— Begin Text excerpt —
The gravamen of the demurrer and of the argument of the insurance carrier is based on two grounds of the demurrer: (1) “Said petition shows on its face that the death of Albert Clarke did not and could not ha-ve resulted from the negligent operation, maintenance or use of motor vehicles insured by this defendant. The entire complaint is based upon the alleged acts and omissions on the part of the bus company’s driver, which occurred while the bus was standing still; and the law does not contemplate that this defendant shall cover any such acts or omissions.” (Italics' ours.) To this view we can not agree. There is no doubt in our minds that under the statute it was the legislative intent that the insurer is to stand in the shoes of the motor carrier of passengers, and be liable to the passenger in any instance of negligence where the motor carrier is liable. The statute nowhere remotely expresses or implies that where an insurance carrier undertakes for hire to stand sponsor for the negligent acts of a motor carrier of passengers under the general law governing this relationship, such insurance carrier may contract for a less liability than that which the statute imposes upon the motor carrier. To give the statute such a construction would be to render the statute subservient to the conditions of the insurance policy, and not the insurance policy subservient to the provisions of the statute. If the terms of the policy should have the interpretation which the insurance carrier seeks to invoke, the Public-Service Commission would thus be empowered to abrogate the terms of the statute. We do not think the commission intended any such thing in its endorsement of the policy.
— End Text excerpt —
— Begin Material shown —
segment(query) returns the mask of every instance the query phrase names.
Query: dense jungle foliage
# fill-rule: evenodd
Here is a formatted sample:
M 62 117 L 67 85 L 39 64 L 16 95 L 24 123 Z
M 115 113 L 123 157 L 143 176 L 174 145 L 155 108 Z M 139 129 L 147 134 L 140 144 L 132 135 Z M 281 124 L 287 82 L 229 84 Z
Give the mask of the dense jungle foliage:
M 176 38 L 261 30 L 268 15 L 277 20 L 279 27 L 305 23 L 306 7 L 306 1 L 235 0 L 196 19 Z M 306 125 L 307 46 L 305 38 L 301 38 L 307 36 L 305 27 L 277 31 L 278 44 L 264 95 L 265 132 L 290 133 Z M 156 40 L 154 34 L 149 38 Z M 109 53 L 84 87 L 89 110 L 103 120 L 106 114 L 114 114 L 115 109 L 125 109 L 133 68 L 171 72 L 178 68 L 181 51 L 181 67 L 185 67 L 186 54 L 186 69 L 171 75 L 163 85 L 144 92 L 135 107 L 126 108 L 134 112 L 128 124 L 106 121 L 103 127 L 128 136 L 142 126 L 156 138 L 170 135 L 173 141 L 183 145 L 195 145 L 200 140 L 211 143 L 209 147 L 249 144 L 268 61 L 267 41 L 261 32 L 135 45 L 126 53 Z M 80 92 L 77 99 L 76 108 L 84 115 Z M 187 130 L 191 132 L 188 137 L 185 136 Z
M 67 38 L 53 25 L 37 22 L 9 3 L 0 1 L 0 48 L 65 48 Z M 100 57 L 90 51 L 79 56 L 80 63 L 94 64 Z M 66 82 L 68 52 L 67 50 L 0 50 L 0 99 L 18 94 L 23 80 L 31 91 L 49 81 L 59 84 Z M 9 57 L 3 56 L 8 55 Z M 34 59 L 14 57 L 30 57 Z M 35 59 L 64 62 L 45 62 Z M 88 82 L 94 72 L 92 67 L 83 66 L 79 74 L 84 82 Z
— End Material shown —
Instruction A:
Answer these about the court opinion on the insurer's liability:
(i) Whose death does the first ground of the demurrer mention?
(ii) According to that ground, what was the bus doing when the driver's alleged acts and omissions took place?
(iii) Which body endorsed the insurance policy?
Instruction B:
Write the next part of the court opinion on the insurer's liability, starting after its final sentence.

Exercise response A:
(i) Albert Clarke's
(ii) It was standing still.
(iii) The Public-Service Commission

Exercise response B:
*28 A proper construction of the terms of the statute does not purport to convey any such power of limitation of liability on the commission in the exercise of its discretion in allowing the acceptance of indemnity insurance in lieu of the bond; and it is quite evident that the commission intended no such interpretation of the language of the rider endorsement. This court held, in Laster v. Maryland Casually Co., 46 Ga. App. 620 (168 S. E. 128) : “The passengers and the public being the beneficiaries which the statute seeks to protect and insure, the indemnity-insurance policy required by the statute is one of insurance against liability, and not insurance against loss-by motor common carrier.” In American Surely Co. v. Googe, 45 Ga. App. 108 (163 S. E.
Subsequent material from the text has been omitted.